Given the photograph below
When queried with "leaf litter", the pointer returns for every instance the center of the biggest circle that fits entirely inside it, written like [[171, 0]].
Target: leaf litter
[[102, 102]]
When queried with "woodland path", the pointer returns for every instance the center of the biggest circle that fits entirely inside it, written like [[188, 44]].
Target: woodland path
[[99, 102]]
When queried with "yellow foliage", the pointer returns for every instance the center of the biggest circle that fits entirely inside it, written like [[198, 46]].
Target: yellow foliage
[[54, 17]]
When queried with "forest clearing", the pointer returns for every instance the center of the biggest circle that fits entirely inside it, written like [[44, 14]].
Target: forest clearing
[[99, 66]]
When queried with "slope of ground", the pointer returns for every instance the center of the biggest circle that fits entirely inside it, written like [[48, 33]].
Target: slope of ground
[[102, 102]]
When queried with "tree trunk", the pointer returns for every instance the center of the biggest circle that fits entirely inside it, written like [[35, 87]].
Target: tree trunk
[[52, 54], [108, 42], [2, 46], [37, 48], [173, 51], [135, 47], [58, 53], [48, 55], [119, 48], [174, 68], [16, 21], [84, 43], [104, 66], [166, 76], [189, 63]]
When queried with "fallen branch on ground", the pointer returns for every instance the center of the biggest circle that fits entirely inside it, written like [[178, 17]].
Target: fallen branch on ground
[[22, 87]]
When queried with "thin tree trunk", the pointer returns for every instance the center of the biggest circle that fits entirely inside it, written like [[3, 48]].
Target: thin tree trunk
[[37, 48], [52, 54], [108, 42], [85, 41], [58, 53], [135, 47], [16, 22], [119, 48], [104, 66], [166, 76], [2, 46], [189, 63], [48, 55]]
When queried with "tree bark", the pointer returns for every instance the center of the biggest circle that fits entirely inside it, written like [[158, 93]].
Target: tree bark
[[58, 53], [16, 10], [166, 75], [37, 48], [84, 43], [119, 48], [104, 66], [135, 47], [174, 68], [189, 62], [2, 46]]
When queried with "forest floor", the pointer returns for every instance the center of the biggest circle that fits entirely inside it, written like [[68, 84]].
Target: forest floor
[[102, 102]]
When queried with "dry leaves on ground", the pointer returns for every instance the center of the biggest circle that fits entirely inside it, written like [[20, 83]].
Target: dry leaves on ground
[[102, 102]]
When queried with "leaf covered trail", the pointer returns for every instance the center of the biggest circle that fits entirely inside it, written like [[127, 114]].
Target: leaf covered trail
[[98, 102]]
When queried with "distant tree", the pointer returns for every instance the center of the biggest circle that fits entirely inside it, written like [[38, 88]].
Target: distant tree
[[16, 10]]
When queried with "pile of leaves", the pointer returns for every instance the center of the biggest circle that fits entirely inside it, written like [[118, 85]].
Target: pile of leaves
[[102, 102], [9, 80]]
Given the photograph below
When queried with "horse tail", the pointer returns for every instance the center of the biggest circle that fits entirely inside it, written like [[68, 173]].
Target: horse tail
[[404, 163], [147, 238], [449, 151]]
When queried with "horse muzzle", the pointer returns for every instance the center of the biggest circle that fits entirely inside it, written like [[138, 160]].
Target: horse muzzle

____

**WORK INSTRUCTIONS**.
Convert every line of the items above into a JSON list of strings, one string per line, leaving out blank lines.

**SOLVED EXERCISE**.
[
  "Given the photograph below",
  "When queried with \"leaf litter\", the pointer returns for every instance the center of the biggest circle that fits entirely inside it, written like [[171, 0]].",
  "Target: leaf litter",
  "[[102, 102]]",
  "When queried with \"woodland path\", the pointer returns for every instance the center of the biggest circle that fits entirely inside it, written like [[188, 44]].",
  "Target: woodland path",
  "[[99, 102]]",
  "When queried with \"yellow foliage\", the pointer returns for every instance the center of the biggest circle that fits entirely inside it, written like [[198, 46]].",
  "Target: yellow foliage",
  "[[54, 17]]",
  "When queried with \"forest clearing\", the pointer returns for every instance the center of the biggest circle that fits entirely inside it, written like [[44, 14]].",
  "Target: forest clearing",
  "[[99, 66]]",
  "When queried with \"slope of ground\", the pointer returns for every instance the center of the biggest circle that fits entirely inside it, written like [[48, 33]].",
  "Target: slope of ground",
  "[[102, 102]]",
  "When queried with \"tree trunk\", the pointer returns for every instance the center of the biggest circle that fits entirely inside it, written like [[35, 87]].",
  "Target: tree trunk",
  "[[52, 54], [108, 42], [2, 46], [37, 48], [173, 51], [135, 47], [58, 53], [48, 55], [119, 48], [174, 68], [16, 21], [84, 43], [104, 66], [166, 76], [189, 63]]",
  "When queried with \"fallen branch on ground\", the pointer returns for every instance the center of the biggest circle that fits entirely inside it, written like [[178, 17]].",
  "Target: fallen branch on ground",
  "[[22, 87]]",
  "When queried with \"thin tree trunk\", the pointer returns for every instance the center of the biggest circle that fits entirely inside it, written like [[3, 48]].",
  "Target: thin tree trunk",
  "[[37, 48], [52, 54], [108, 42], [85, 41], [58, 53], [135, 47], [16, 22], [119, 48], [104, 66], [166, 76], [2, 46], [189, 63], [48, 55]]",
  "When queried with \"tree bark\", the pointer returns for every instance the center of the biggest circle that fits entirely inside it, written like [[158, 93]].",
  "Target: tree bark",
  "[[58, 53], [16, 10], [166, 75], [37, 48], [84, 43], [119, 48], [104, 66], [135, 47], [174, 68], [189, 62], [2, 46]]",
  "When queried with \"forest floor\", the pointer returns for every instance the center of the biggest circle that fits entirely inside it, written like [[68, 84]].",
  "Target: forest floor",
  "[[102, 102]]",
  "When queried with \"dry leaves on ground\", the pointer returns for every instance the center of the biggest circle that fits entirely inside it, written like [[20, 83]].",
  "Target: dry leaves on ground",
  "[[102, 102]]",
  "When queried with \"leaf covered trail\", the pointer returns for every instance the center of the biggest circle that fits entirely inside it, written like [[127, 114]].",
  "Target: leaf covered trail",
  "[[98, 102]]",
  "When queried with \"distant tree\", the pointer returns for every instance the center of the biggest circle that fits entirely inside it, written like [[38, 88]].",
  "Target: distant tree",
  "[[16, 10]]",
  "When queried with \"pile of leaves\", the pointer returns for every instance the center of the biggest circle that fits entirely inside it, written like [[118, 85]].",
  "Target: pile of leaves",
  "[[102, 102], [9, 80]]",
  "Given the photograph below",
  "When queried with \"horse tail\", the pointer returns for every instance the center of the biggest circle that fits entirely inside it, written like [[68, 173]].",
  "Target: horse tail",
  "[[404, 163], [147, 238], [449, 151]]",
  "When queried with \"horse muzzle\", the pointer returns for every instance the center of the biggest circle that fits entirely inside it, written like [[138, 160]].",
  "Target: horse muzzle"
]